**Extracted text:**
Bugbug thinks this bug is a regression, but please revert this change in case of error.

Keywords: regression

Alphan Chen [:alchen]

Comment 13

•

6 years ago

•

Edited

I meet OOM on 32-bit Windows by one facebook apps both on Firefox 59/69.
Bingo Blitz: https://apps.facebook.com/108854979142742

Here is the crash report of Firefox 59.
https://crash-stats.mozilla.org/report/index/9179992c-26ac-4c8d-bfa3-8609b0191016
Here is another OOM on Firefox 69.
https://crash-stats.mozilla.org/report/index/3b59f7d0-c5ae-426c-aaee-cb4fb0191016

I also see "uncaught exception: out of memory" in webConsole when running the app.
However, I don't see "Large-Allocation response header" in httplog or webDeveloper tool.

Andrew Overholt [:overholt]

Comment 14

•

6 years ago

Thanks, Alphan. Is Bingo Blitz a wasm or asm.js game?

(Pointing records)
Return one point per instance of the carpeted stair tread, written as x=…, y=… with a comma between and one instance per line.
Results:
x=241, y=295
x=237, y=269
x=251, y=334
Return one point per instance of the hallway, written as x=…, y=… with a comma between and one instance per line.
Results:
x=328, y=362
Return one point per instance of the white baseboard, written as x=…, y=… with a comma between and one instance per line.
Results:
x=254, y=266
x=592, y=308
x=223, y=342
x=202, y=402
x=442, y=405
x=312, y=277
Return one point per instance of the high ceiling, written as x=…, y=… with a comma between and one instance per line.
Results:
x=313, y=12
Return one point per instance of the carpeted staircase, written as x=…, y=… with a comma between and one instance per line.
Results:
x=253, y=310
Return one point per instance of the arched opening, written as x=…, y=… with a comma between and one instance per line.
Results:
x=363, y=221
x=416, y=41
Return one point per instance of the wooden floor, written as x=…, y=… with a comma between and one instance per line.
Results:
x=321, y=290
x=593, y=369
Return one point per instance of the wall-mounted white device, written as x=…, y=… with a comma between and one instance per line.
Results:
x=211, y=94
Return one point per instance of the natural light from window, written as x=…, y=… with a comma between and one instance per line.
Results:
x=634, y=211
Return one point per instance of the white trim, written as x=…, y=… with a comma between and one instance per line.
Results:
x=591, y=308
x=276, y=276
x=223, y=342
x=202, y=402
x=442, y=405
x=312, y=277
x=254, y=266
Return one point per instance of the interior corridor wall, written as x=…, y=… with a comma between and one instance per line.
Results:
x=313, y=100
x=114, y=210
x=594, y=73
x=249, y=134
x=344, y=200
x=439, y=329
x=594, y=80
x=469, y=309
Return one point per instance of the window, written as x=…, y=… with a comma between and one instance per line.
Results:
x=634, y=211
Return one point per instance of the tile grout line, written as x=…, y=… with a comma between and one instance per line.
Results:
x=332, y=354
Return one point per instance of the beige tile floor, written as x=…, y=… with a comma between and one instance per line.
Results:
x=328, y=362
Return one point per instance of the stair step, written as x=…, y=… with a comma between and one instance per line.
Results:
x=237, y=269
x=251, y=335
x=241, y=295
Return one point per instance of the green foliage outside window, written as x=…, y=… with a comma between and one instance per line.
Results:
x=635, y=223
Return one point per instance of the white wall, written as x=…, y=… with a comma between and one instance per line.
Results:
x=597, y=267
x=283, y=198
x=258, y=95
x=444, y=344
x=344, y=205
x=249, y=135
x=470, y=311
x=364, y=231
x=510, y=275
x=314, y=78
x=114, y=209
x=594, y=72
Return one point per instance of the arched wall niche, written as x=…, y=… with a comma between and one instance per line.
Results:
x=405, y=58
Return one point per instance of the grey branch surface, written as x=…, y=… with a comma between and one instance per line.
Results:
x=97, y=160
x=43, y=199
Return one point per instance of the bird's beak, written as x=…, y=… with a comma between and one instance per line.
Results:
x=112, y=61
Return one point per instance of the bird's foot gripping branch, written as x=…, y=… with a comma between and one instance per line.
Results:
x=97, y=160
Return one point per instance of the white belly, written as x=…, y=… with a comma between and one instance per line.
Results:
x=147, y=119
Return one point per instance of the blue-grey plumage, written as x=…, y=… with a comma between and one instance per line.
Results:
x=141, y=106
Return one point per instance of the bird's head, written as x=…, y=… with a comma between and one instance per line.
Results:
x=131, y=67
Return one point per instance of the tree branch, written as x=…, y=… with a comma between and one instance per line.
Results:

**Directive A:**
List every URL that appears in the bug thread.
**Directive B:**
Answer these questions from the bug thread:
(i) Which keyword is listed for the bug?
(ii) On which version of Windows does the OOM occur?
(iii) What message shows up in webConsole while the app runs?
**Directive C:**
Write the next part of the bug thread after its last sentence.

**Exercise response A:**
https://apps.facebook.com/108854979142742
https://crash-stats.mozilla.org/report/index/9179992c-26ac-4c8d-bfa3-8609b0191016
https://crash-stats.mozilla.org/report/index/3b59f7d0-c5ae-426c-aaee-cb4fb0191016

**Exercise response B:**
(i) regression
(ii) 32-bit Windows
(iii) "uncaught exception: out of memory"

**Exercise response C:**
Flags: needinfo?(alchen)

Alphan Chen [:alchen]

Comment 15

•

6 years ago

(In reply to Andrew Overholt [:overholt] from comment #14)

Thanks, Alphan. Is Bingo Blitz a wasm or asm.js game?

Actually, I don't know.
I found this game from the test suites for LargeAllocation header in testrail.

FB games
https://testrail.stage.mozaws.net/index.php?/cases/view/26033
other web games
https://testrail.stage.mozaws.net/index.php?/cases/view/26104

Flags: needinfo?(alchen)

Alphan Chen [:alchen]

Comment 16

•

6 years ago

•

Edited

After setting pref "dom.largeAllocation.testing.allHttpLoads" as true, I saw the following log from webConsole when running Bingo Blitz.

(indexCanvas)
A Large-Allocation header was ignored due to the presence of windows which have a reference to this browsing context through the frame hierarchy or window.opener.

I will update the test again with "dom.largeAllocation.testing.allHttpLoads = true".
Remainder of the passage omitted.